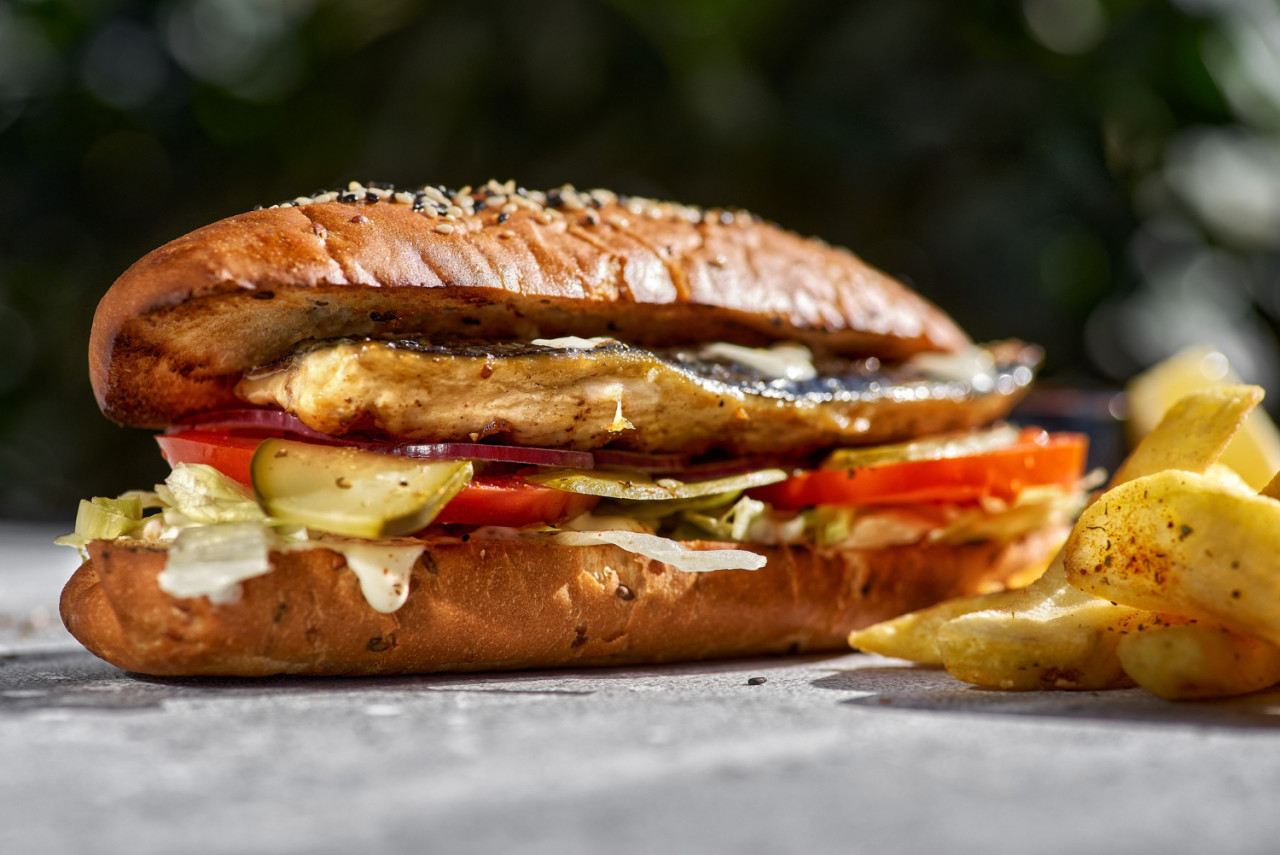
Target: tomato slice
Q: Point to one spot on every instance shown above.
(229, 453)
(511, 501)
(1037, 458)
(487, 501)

☆ ☆ ☆ ☆

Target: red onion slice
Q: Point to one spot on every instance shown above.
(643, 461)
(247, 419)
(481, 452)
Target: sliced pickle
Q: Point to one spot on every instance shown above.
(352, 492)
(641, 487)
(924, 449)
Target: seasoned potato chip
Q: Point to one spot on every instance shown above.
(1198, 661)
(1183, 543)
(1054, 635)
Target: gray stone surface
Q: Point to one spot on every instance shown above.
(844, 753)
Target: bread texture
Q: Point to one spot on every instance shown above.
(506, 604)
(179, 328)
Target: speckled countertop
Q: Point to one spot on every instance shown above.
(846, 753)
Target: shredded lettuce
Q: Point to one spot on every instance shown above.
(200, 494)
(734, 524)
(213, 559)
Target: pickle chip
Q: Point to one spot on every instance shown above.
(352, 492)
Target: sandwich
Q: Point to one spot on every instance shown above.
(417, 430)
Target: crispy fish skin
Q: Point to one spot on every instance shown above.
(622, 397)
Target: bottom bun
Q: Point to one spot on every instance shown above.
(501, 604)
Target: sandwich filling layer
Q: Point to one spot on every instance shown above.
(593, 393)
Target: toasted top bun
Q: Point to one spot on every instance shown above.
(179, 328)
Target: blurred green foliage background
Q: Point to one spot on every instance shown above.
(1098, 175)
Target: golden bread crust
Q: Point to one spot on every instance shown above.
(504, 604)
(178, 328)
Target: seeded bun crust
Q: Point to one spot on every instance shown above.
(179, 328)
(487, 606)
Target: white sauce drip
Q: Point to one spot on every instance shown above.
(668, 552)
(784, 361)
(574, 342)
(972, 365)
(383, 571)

☆ ☆ ☆ ☆

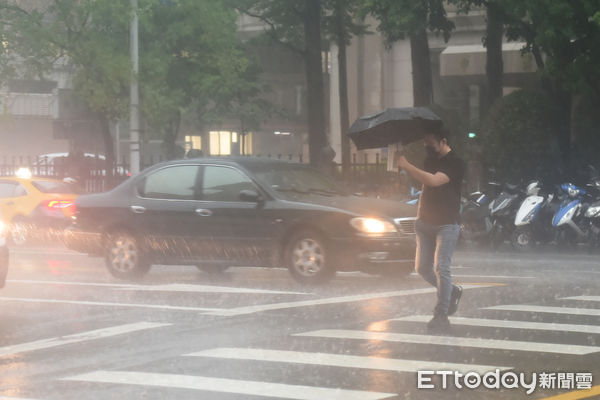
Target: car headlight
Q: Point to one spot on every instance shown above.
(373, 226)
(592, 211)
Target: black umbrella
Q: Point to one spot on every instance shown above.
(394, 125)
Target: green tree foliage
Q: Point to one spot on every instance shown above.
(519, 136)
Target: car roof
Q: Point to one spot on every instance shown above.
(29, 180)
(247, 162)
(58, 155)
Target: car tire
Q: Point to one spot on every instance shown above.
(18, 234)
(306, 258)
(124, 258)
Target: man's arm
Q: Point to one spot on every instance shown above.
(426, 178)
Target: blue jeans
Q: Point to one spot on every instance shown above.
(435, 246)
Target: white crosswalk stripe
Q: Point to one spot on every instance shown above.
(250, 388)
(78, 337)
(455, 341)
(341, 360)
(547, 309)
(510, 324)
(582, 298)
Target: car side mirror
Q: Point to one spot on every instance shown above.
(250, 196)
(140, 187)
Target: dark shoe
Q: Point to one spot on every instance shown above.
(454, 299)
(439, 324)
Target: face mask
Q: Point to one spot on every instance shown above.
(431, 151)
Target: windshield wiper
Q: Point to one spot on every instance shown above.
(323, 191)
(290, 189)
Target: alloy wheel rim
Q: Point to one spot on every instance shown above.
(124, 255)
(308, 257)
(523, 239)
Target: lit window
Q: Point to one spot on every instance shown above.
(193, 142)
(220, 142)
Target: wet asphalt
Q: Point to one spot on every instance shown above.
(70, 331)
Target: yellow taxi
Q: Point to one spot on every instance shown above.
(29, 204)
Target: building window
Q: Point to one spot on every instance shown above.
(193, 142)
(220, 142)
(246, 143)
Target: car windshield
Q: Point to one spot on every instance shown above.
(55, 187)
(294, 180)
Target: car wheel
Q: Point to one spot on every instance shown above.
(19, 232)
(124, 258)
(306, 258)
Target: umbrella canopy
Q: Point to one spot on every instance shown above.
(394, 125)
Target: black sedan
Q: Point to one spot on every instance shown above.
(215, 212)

☆ ☆ ☆ ☆

EXERCISE DESCRIPTION >> Above are lines of data; count those that hold "bread" and answer with the number only.

ANSWER BOX >> 2